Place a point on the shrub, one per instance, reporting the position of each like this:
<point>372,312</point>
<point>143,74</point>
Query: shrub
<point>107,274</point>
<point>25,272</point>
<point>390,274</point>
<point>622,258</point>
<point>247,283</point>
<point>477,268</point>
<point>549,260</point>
---
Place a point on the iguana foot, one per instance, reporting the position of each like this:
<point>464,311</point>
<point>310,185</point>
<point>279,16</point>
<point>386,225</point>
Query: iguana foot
---
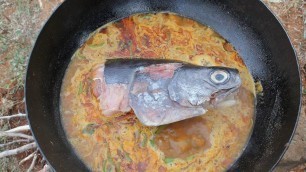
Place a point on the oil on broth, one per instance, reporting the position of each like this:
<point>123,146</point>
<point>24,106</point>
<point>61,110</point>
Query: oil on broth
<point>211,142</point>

* **Work order**: Check the material above line by line, and give only the number of lines holding the string "this".

* **Response below**: 3